Live album by Grateful Dead
- Released: November 1, 2017
- Recorded: August 25, 1972
- Venue: Berkeley Community Theatre Berkeley, California
- Genre: Rock
- Length: 165:01
- Label: Rhino
- Producer: Grateful Dead

Grateful Dead chronology
| Dave's Picks Volume 23 (2017) | Dave's Picks Volume 24 (2017) | Robert F. Kennedy Stadium, Washington, D.C., July 12 & 13, 1989 (2017) |

= Dave's Picks Volume 24 =

Dave's Picks Volume 24 is a three-CD live album by the rock band the Grateful Dead. It contains the complete concert recorded at the Berkeley Community Theatre in Berkeley, California on August 25, 1972. It was produced as a limited edition of 16,500 copies, and was released on November 1, 2017.

On copies of the show that had previously circulated online, the last three songs were missing.

The next concert performed by the band, two days later, is documented in the film and album Sunshine Daydream.

== Critical reception ==
On AllMusic, Timothy Monger said, "Captured in late August, just a few months after the Dead's epic Europe '72 tour, this show took place at the Berkeley Community Theatre on the campus of Berkeley High School. In spite of, or perhaps inspired by the comforts of being on home turf, they turn in a relaxed yet fresh and exploratory set, offering a set list that reflects the riches of that era."

According to Glide Magazine the album has, "... a setlist comprised [sic] durable concert favorites, at a time in Grateful Dead history that this band arguably had its deepest store of excellent material, sequenced in an order that alternately (and sometimes simultaneously) reassures and surprises: hear some forty-four minutes of "Truckin'" into "The Other One" for example.... As complete a package as any in the five-year history of the series, Dave's Picks Volume 24... is a set that validates a Deadhead's devotion and presents the full spectrum of attraction(s) for the uninitiated."

----

| Request a |
Extract each line of the listing that contains the word "shirt".
The album article and the listing were drawn from separate, unrelated sources.

| Records provided |
----

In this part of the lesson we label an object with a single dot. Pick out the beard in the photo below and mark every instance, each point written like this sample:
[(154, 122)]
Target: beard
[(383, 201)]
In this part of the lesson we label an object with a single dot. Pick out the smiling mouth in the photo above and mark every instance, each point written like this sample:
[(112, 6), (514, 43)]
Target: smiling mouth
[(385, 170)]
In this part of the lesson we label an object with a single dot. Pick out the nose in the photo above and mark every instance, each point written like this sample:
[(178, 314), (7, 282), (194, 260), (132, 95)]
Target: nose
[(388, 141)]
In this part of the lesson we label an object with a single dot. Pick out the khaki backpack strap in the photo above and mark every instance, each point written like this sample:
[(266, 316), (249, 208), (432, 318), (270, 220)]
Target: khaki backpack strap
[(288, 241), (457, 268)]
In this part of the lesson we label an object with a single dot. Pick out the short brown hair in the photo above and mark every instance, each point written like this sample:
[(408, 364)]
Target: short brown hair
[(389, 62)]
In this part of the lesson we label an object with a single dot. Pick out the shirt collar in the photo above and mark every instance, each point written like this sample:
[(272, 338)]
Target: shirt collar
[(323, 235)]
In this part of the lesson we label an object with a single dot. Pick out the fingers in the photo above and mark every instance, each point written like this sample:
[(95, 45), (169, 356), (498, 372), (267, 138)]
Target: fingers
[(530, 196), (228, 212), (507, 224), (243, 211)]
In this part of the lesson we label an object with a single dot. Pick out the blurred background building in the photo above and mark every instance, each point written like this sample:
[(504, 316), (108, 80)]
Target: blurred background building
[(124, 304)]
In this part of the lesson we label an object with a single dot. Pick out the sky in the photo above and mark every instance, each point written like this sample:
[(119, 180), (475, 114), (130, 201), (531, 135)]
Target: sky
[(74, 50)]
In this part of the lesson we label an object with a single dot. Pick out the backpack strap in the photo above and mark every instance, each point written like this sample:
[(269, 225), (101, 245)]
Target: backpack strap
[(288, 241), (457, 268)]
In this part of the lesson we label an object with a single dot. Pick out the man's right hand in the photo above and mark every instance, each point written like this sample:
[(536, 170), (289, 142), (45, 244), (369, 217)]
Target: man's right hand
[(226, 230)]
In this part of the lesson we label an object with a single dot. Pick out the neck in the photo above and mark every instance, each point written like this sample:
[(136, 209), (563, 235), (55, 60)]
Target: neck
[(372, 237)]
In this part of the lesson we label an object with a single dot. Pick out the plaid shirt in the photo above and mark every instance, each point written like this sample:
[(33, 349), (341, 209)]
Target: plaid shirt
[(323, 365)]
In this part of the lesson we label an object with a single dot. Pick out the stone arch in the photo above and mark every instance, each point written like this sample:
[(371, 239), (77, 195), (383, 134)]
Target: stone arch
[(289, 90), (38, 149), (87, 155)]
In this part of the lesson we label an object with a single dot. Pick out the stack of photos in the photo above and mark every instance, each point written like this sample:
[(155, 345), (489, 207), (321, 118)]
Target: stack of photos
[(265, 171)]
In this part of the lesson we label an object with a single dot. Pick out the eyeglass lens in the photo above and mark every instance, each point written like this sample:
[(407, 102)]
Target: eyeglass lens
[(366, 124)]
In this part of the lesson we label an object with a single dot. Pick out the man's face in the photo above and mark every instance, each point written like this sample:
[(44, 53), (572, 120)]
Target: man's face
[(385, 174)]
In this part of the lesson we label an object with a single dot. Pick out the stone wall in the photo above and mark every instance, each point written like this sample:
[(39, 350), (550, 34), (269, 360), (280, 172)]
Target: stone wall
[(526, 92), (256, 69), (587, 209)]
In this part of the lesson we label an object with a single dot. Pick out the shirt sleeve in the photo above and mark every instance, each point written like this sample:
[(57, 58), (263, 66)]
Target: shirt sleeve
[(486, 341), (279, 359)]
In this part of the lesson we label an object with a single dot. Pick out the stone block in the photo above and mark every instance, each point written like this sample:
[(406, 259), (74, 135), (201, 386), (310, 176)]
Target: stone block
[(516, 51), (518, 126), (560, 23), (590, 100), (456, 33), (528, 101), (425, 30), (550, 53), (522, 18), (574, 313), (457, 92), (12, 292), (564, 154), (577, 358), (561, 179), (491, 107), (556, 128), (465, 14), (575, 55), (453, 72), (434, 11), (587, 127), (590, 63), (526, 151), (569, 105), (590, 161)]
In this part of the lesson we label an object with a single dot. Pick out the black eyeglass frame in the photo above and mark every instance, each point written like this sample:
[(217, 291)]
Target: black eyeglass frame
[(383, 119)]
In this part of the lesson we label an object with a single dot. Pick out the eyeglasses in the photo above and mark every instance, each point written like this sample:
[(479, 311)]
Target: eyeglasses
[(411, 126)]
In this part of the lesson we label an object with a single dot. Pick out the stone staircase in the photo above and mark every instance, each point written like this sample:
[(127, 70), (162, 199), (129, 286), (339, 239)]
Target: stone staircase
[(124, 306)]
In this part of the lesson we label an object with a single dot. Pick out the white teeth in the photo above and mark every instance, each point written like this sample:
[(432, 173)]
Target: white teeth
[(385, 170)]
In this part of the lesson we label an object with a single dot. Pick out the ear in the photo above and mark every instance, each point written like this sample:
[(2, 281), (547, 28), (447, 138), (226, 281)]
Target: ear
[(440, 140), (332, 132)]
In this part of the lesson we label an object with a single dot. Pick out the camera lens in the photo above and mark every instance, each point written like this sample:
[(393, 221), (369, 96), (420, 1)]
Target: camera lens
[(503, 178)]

----

| Request b |
Reproduce word for word the passage of the album article from "Dave's Picks Volume 24 is" up to and including "album Sunshine Daydream.".

| Task output a |
In this part of the lesson we label an object with a single dot. Pick out the shirt collar in the photo above and mark every instance, each point written like this sample:
Target: shirt collar
In this part of the lesson we label an object with a single dot. Pick out the plaid shirt in the photo above and mark every instance, each point written like this sample:
Target: plaid shirt
In this part of the lesson we label an object with a single dot. Pick out the shirt sleeve in the photo above and mark every instance, each point written like this sample:
Target: shirt sleeve

| Task output b |
Dave's Picks Volume 24 is a three-CD live album by the rock band the Grateful Dead. It contains the complete concert recorded at the Berkeley Community Theatre in Berkeley, California on August 25, 1972. It was produced as a limited edition of 16,500 copies, and was released on November 1, 2017.

On copies of the show that had previously circulated online, the last three songs were missing.

The next concert performed by the band, two days later, is documented in the film and album Sunshine Daydream.